#### Task input ####
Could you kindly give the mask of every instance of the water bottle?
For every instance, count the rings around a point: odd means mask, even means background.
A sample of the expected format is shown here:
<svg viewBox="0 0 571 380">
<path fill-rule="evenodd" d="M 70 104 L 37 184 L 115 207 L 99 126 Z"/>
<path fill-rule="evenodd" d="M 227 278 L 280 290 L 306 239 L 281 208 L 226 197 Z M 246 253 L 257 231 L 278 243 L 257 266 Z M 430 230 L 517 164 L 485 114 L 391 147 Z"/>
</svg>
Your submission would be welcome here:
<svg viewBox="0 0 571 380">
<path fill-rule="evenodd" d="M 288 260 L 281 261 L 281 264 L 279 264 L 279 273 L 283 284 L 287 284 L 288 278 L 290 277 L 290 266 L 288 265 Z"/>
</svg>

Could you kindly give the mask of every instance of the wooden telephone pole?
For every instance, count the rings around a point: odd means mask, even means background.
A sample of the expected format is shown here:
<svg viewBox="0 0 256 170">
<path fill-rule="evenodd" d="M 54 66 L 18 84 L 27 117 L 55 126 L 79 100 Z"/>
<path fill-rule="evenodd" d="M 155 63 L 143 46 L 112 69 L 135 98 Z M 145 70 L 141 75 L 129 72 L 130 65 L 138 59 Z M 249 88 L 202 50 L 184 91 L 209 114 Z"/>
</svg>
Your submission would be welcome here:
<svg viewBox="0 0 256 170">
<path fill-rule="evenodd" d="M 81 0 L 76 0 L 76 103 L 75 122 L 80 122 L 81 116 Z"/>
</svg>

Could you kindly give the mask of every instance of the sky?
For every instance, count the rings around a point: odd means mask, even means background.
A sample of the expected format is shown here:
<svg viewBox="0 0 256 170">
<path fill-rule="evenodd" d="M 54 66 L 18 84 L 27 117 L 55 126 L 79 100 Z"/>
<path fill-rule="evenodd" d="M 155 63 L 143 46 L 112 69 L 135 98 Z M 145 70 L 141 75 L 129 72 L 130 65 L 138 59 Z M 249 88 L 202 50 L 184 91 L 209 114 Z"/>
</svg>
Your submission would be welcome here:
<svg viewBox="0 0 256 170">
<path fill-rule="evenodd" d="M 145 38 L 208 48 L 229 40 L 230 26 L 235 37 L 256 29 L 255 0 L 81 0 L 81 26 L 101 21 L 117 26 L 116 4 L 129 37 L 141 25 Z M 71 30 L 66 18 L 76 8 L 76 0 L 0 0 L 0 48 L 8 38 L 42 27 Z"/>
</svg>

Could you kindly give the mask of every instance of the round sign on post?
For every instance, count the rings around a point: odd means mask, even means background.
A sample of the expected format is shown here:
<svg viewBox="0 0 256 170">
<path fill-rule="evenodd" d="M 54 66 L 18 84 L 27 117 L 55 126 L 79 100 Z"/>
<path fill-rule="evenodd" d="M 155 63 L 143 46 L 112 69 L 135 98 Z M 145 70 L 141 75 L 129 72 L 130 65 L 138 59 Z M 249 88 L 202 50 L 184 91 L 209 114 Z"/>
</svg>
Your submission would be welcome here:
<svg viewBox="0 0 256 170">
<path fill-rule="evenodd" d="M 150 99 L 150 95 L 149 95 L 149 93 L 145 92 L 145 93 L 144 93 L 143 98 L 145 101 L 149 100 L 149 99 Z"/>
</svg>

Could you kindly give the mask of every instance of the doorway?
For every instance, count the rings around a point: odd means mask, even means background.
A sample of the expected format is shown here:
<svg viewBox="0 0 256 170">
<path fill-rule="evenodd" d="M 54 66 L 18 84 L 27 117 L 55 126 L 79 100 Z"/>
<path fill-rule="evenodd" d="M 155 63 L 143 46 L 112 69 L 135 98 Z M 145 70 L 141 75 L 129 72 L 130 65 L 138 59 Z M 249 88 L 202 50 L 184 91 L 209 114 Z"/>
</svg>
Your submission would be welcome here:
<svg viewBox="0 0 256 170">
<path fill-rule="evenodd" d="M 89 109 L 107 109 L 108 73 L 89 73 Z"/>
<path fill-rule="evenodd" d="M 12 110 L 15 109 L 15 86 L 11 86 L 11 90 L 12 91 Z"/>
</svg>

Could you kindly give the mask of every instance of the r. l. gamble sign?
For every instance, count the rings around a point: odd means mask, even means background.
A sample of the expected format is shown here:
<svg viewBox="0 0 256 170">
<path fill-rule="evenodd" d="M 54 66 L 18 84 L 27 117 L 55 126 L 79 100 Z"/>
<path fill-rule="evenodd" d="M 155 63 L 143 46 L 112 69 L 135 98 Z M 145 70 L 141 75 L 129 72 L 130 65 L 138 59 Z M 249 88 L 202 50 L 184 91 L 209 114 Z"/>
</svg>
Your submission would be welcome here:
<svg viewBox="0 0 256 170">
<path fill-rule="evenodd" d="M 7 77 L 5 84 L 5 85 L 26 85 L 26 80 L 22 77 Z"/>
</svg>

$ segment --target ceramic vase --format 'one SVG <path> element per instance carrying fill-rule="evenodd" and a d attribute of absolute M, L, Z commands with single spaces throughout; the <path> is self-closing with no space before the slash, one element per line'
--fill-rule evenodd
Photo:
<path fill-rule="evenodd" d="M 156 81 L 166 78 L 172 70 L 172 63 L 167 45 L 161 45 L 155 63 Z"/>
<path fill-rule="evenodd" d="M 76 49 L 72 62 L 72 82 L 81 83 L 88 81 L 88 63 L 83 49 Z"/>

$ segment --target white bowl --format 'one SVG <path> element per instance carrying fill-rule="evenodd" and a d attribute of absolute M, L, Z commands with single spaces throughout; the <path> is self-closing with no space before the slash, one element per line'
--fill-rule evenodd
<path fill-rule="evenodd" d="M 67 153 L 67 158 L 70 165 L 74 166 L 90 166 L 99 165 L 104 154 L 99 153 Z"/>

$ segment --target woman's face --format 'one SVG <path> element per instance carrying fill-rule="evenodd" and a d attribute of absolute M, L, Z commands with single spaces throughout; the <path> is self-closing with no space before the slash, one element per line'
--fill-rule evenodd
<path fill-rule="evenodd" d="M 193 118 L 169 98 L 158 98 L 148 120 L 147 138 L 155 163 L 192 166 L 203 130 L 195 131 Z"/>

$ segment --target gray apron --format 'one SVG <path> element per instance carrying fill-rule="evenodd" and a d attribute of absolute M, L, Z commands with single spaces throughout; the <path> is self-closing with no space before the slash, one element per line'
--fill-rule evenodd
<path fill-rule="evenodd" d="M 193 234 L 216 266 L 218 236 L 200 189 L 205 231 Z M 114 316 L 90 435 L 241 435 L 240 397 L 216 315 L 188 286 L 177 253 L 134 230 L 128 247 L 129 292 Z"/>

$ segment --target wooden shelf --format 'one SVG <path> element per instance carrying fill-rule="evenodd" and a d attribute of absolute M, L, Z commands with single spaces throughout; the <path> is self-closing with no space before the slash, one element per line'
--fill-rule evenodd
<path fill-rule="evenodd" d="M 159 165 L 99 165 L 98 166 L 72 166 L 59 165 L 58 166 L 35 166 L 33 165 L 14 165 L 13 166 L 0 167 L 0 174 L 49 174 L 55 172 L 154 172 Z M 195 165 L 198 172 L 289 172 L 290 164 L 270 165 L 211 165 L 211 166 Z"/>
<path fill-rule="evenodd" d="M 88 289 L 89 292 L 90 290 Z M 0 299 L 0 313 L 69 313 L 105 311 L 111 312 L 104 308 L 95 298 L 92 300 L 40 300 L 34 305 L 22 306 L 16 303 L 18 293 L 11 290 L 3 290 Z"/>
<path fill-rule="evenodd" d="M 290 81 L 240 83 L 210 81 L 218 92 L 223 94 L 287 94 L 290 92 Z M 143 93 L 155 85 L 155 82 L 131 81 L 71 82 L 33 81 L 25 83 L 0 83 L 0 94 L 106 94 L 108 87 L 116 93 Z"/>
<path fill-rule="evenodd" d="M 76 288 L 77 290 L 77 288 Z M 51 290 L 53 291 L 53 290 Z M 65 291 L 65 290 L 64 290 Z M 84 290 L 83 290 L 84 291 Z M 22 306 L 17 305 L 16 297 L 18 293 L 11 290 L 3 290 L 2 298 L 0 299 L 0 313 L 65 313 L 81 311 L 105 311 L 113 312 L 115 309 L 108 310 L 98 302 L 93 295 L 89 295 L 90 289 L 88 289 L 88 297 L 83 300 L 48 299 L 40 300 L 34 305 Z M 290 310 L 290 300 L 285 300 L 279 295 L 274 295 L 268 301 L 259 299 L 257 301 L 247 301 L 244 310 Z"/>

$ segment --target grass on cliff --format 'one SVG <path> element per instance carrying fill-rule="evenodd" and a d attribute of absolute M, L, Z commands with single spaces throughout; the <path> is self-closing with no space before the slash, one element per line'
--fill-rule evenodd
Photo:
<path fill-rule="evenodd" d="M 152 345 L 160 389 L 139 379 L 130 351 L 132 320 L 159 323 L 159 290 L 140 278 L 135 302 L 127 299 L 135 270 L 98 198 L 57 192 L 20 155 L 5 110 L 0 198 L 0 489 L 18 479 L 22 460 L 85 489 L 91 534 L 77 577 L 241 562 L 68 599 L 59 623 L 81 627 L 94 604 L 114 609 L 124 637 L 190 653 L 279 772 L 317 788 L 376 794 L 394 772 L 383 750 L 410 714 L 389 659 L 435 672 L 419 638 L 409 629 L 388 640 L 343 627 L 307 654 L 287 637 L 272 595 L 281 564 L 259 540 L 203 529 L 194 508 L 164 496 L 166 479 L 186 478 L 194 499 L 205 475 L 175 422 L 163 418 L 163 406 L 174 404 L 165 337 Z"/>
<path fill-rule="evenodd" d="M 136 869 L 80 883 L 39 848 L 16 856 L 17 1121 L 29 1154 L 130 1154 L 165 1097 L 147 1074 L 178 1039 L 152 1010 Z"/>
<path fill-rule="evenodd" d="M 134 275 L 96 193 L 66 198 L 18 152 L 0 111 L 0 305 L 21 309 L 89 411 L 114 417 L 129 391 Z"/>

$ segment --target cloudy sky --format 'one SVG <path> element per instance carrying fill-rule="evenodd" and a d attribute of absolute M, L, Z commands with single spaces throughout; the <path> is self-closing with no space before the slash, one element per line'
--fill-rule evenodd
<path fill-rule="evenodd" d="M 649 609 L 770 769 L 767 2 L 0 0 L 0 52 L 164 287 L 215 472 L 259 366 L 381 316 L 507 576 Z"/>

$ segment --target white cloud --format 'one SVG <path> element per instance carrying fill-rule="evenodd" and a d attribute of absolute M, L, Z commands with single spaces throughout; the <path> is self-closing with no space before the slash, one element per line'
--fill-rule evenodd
####
■ Exercise instructions ■
Starting at the line that contains "segment --target cloudy" and continuing to the end of the listing, switch "white" to "gray" and write those lines out again, with nothing else changed.

■ Result ■
$ segment --target cloudy sky --format 'one SVG <path> element per instance carrying fill-rule="evenodd" and a d attribute of absolute M, L, Z commands with single spaces throughout; the <path> is self-closing with no space before the slash, one element per line'
--fill-rule evenodd
<path fill-rule="evenodd" d="M 649 609 L 770 769 L 767 2 L 0 0 L 0 52 L 164 287 L 215 472 L 259 366 L 381 316 L 507 576 Z"/>

$ segment --target gray cloud --format 'one SVG <path> element per instance carrying fill-rule="evenodd" and a d attribute of absolute M, L, Z commands with single spaces throughout; the <path> is self-closing with no space before the slash, one element per line'
--fill-rule evenodd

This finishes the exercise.